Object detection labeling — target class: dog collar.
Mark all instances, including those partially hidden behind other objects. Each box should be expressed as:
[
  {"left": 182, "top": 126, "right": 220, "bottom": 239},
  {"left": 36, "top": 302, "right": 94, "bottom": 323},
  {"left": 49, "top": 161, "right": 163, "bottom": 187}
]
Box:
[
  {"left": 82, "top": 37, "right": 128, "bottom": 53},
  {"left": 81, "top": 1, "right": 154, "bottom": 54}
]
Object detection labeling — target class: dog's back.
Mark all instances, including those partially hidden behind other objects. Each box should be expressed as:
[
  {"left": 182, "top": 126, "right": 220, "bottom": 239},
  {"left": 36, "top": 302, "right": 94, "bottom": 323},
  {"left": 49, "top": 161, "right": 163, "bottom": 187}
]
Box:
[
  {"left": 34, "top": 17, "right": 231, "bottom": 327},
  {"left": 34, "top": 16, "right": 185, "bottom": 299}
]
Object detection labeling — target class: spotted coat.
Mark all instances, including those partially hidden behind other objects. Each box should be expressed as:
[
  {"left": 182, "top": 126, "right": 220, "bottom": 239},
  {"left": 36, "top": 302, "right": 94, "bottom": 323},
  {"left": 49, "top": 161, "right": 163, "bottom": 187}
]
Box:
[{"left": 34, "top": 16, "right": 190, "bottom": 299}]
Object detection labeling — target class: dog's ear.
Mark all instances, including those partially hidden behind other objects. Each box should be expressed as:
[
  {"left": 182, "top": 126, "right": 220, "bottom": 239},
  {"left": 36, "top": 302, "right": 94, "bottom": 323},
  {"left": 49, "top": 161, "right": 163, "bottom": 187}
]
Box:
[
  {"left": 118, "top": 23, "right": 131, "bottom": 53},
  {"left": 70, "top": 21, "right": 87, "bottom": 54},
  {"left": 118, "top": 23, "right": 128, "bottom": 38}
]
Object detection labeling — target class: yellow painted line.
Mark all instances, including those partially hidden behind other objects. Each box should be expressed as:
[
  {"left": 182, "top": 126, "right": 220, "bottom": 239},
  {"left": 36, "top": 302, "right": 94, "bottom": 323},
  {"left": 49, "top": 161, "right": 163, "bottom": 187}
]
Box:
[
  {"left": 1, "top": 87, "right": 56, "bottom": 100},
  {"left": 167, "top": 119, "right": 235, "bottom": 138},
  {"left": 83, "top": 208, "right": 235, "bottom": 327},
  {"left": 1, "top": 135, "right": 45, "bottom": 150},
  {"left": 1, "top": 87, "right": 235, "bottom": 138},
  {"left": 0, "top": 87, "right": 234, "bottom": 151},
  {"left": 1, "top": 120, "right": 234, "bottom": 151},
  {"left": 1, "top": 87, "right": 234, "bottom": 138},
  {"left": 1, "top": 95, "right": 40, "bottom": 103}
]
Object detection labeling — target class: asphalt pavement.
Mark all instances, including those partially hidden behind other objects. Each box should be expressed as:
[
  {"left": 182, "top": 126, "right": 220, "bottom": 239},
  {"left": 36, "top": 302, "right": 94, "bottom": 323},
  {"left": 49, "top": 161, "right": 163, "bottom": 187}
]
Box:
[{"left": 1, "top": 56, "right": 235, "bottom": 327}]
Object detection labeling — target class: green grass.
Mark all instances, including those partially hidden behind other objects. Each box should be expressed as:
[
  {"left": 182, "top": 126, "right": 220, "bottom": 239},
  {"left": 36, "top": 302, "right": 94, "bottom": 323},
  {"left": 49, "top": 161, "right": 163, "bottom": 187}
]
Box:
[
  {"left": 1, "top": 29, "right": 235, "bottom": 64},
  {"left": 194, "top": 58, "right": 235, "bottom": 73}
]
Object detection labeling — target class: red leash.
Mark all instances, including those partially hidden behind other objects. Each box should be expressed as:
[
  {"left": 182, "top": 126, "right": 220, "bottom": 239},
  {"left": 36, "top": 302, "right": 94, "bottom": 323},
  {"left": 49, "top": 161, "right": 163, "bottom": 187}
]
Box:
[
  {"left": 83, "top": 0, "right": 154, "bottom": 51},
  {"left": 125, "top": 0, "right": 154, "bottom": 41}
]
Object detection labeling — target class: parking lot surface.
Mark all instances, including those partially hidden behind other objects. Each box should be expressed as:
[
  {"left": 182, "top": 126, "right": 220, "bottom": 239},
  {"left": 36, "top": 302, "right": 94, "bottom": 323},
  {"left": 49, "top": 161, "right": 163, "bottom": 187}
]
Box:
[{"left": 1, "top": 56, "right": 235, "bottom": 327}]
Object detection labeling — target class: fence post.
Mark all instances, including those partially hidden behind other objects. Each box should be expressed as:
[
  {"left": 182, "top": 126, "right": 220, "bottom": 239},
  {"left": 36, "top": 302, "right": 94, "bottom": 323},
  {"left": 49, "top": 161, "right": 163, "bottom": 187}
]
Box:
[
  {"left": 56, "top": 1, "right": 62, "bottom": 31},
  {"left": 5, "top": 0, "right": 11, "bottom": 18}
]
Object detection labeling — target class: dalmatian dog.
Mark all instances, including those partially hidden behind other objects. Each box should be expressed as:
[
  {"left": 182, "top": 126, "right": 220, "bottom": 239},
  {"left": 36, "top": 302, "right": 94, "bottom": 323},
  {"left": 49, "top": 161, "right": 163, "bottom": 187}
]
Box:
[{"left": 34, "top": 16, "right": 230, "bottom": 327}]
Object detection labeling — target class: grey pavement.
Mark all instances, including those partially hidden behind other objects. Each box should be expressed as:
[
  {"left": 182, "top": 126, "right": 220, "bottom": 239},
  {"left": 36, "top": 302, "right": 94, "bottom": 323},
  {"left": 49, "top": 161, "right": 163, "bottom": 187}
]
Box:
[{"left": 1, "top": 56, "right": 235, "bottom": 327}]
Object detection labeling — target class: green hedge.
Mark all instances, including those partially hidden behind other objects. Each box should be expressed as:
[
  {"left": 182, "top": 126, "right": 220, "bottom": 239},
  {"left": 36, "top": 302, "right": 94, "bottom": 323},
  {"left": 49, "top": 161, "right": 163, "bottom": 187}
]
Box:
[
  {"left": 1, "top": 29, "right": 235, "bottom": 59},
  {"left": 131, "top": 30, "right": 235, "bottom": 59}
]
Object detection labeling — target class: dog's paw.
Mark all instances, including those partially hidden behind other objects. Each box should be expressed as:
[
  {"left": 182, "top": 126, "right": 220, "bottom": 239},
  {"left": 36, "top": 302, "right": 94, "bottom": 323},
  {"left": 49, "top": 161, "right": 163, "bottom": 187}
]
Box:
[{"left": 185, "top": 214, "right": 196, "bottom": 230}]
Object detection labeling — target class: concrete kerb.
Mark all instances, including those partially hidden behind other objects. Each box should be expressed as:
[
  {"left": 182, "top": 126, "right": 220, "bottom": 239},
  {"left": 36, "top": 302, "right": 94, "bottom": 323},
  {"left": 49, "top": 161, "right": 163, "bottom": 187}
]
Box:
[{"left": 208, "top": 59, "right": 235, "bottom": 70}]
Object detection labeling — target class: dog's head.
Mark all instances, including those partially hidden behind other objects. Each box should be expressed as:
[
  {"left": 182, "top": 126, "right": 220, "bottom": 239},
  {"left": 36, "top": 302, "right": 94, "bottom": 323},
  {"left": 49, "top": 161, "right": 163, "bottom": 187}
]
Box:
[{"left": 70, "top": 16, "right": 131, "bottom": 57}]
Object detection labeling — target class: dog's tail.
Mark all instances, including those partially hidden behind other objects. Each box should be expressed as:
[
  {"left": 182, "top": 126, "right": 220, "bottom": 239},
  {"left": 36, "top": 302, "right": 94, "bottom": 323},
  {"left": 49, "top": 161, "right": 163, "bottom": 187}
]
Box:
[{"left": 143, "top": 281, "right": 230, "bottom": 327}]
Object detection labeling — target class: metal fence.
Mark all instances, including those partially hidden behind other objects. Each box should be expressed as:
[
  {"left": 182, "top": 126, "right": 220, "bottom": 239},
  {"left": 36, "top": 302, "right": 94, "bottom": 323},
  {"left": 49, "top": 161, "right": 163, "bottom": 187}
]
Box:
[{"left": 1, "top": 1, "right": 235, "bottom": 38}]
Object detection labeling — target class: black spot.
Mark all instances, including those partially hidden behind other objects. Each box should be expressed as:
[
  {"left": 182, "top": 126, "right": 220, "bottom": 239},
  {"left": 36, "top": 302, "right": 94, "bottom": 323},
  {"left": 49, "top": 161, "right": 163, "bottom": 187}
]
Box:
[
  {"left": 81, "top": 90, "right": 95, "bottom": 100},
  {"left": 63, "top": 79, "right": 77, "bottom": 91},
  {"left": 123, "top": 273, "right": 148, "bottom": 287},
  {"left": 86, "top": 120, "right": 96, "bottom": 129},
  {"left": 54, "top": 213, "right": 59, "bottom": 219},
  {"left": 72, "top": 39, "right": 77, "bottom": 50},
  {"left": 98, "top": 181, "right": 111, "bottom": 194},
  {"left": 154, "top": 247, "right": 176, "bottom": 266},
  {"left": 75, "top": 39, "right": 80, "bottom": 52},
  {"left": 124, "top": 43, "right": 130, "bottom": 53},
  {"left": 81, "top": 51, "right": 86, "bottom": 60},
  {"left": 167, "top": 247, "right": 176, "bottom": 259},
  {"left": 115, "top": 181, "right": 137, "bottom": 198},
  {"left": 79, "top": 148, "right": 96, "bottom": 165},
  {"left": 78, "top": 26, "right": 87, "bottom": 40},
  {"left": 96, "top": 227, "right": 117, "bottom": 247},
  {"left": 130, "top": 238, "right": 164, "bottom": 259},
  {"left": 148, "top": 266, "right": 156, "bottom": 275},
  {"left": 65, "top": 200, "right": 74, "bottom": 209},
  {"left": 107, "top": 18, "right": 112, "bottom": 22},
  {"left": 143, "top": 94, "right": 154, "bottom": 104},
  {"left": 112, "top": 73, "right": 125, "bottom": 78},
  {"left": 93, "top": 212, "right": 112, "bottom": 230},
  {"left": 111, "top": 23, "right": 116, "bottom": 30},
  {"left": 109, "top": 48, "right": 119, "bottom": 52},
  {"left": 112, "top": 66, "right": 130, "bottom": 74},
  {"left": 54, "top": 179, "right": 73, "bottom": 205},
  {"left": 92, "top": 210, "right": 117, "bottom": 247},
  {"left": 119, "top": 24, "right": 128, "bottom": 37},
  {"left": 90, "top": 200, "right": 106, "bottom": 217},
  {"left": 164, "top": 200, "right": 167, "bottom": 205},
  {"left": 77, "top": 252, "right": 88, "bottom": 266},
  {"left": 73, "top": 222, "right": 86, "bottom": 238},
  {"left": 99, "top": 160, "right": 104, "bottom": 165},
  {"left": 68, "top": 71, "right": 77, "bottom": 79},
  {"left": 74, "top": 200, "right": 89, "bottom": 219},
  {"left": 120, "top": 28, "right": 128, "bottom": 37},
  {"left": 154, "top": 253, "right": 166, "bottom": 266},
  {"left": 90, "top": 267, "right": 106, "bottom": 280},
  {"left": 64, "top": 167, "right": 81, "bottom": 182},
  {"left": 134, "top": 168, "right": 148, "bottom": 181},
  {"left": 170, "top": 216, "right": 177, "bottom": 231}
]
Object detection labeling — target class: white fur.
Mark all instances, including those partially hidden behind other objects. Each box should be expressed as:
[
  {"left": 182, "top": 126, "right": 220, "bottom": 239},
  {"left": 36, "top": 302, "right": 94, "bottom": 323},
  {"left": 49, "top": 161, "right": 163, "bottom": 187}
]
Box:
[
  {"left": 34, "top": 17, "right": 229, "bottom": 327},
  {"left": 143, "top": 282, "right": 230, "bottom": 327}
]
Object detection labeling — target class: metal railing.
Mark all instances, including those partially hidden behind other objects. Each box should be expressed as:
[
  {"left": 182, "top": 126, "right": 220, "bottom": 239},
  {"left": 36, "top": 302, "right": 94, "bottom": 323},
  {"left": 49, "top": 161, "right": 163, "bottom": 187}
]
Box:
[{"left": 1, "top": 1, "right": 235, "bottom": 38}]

■ ■ ■

PROBLEM REQUIREMENTS: Please go through the listing and return each line that has "metal" in it.

WRITTEN SOLUTION:
Object detection labeling — target class: metal fence.
Object detection labeling — target class: metal railing.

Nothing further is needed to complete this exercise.